◆ Selection
____
Here are the other articles in this series:

  1.  Finance 101 for RE Pros
  2. Finance 101 for PV Pros
  3. Finance 101 for Geo Pros

We’ll be going through the same drill that I did with solar PV and geothermal in terms of the outline but the specific content will be tailored to the technology that we’re looking at, solar thermal.

Here’s the outline

  1. What makes SHW special and a little different then analyzing other technologies
  2. Step 1. Estimating solar thermal load, array size and power production
  3. Step 2. Gross and net installed costs
  4. Step 3. Determine the value of a SHW BTU
  5. Step 4. Estimating operations and maintenance costs
  6. Step 5. A few examples IRRs and sensitivity analysis for residential and commercial projects based on 1) load 2) fuel source 3) site characteristics
  7. Marketing Implications
  8. What I did not address that could be investigated.

A few issues around the difficulties and issues with determining the exact NPV of a SHW system. 

  • On residential applications, it’s too costly to figure out exactly how much hot water is being used. Thus, we use assumptions that frankly, are not very accurate. See the Canadian study that found out the average of 65 gallons used per day, was actually around 44.
  • Unless the hot water generator is the only fuel source of that specific kind, it’s difficult to estimate on residential applications and mainly based on assumptions, which can be very wrong.
  • On commercial applications, it is common to use ultrasonic BTU meters for a week or so to understand exactly how much water is being used. However, it’s still key to understand daily and yearly usage patterns. For example, if a laundromat is used heavily in the morning or a college dormitory is not used during the summer that will have implications for the value of the heat the solar thermal system is creating. See point 2.
____
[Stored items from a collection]
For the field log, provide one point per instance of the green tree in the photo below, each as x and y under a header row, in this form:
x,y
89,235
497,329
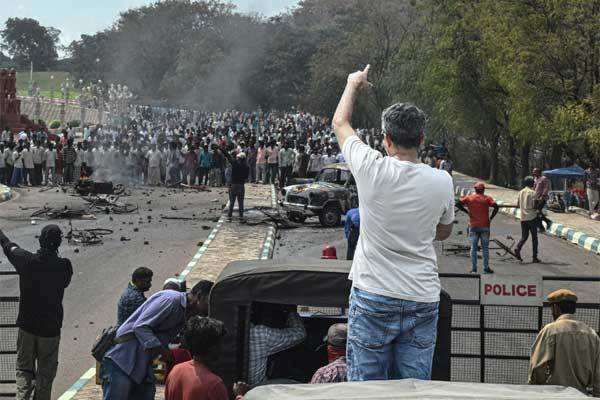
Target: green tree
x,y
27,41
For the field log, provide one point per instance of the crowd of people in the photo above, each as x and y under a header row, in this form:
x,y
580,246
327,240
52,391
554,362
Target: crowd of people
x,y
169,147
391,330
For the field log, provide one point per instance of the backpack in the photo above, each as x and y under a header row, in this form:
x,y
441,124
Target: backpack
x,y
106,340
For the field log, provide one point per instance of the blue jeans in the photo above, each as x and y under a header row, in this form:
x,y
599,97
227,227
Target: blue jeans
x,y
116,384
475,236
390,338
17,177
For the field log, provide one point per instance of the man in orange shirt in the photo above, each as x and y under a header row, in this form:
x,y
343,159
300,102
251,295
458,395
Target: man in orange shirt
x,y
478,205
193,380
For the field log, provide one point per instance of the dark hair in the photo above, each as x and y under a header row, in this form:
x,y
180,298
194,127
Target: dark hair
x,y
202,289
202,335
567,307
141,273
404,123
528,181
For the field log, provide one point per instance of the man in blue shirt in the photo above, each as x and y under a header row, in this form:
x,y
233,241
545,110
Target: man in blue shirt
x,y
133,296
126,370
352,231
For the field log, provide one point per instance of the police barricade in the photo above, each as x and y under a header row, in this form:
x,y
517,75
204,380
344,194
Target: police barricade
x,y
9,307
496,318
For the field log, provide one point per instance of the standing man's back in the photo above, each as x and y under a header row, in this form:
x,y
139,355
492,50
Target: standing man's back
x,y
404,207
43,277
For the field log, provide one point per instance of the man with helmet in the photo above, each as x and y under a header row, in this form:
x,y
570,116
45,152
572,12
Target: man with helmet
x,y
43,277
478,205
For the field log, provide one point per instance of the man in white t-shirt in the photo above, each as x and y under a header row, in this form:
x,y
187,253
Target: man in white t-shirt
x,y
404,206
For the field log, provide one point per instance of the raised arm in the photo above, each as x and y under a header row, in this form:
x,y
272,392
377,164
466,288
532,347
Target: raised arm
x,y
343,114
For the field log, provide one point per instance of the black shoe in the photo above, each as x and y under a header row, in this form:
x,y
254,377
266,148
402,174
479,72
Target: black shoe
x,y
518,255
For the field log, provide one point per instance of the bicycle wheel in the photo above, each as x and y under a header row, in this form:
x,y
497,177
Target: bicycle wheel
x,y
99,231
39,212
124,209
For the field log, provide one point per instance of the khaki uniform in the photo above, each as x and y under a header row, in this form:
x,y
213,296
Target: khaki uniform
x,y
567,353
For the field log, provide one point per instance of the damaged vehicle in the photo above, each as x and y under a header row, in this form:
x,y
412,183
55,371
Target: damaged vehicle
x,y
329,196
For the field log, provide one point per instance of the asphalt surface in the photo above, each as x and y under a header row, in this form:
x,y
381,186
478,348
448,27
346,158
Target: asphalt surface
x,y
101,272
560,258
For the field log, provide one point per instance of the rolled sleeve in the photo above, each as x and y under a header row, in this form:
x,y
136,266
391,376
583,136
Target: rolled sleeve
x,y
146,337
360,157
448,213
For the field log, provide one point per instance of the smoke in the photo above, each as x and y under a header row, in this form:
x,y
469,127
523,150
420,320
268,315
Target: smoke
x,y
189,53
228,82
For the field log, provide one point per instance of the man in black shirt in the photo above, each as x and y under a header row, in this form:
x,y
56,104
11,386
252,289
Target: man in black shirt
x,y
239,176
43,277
____
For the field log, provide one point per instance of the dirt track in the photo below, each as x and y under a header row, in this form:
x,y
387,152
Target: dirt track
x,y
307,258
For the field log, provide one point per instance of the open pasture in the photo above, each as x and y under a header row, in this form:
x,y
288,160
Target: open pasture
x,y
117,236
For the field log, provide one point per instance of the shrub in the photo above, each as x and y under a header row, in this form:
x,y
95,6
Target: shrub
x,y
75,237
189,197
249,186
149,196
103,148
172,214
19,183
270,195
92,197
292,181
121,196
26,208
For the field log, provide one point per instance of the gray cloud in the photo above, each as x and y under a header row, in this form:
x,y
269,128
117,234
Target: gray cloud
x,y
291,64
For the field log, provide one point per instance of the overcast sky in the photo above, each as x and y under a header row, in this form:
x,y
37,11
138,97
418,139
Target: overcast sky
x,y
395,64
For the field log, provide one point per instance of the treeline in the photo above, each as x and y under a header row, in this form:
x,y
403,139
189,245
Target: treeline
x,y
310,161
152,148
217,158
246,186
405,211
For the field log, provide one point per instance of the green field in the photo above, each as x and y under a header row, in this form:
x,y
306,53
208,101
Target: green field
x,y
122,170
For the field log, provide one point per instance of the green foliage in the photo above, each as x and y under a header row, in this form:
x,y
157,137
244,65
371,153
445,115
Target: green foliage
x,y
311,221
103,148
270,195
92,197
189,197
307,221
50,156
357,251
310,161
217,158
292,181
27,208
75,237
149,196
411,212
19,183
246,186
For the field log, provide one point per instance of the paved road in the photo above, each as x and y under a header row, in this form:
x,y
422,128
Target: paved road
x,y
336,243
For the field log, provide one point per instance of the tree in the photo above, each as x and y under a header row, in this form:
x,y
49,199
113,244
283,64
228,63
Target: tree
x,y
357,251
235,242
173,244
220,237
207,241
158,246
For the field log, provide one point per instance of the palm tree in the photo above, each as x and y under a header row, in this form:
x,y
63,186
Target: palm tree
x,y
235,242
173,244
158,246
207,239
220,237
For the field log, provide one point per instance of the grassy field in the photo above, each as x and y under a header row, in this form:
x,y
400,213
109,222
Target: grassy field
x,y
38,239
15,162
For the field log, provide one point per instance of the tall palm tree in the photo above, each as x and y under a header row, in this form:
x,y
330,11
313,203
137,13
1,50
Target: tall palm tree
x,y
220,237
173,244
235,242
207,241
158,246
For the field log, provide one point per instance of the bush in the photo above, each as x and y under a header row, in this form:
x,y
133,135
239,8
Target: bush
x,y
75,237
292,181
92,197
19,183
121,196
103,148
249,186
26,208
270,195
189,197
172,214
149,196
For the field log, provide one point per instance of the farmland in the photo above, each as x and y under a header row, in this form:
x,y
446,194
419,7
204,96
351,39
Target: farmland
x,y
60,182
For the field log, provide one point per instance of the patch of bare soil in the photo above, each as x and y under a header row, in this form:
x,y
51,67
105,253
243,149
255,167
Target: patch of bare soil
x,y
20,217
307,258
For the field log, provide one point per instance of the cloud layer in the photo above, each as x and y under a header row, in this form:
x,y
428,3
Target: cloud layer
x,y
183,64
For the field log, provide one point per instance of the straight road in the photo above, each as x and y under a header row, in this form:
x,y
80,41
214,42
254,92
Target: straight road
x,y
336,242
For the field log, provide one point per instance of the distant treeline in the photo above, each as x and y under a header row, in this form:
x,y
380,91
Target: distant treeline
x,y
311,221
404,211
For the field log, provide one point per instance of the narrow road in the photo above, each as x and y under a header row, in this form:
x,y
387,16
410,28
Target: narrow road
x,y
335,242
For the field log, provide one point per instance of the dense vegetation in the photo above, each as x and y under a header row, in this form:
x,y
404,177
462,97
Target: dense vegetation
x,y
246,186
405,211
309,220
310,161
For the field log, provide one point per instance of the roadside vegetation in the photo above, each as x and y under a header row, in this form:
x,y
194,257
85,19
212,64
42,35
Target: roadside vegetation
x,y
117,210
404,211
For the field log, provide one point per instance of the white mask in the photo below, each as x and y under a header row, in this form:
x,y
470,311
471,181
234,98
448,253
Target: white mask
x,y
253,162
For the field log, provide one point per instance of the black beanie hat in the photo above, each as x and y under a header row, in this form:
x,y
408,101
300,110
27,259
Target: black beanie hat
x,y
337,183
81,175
____
◆ Exercise aim
From the solar thermal finance text, extract the passage between "Here are the" and "at, solar thermal.", inclusive, copying it word for word.

◆ Task solution
Here are the other articles in this series:

  1.  Finance 101 for RE Pros
  2. Finance 101 for PV Pros
  3. Finance 101 for Geo Pros

We’ll be going through the same drill that I did with solar PV and geothermal in terms of the outline but the specific content will be tailored to the technology that we’re looking at, solar thermal.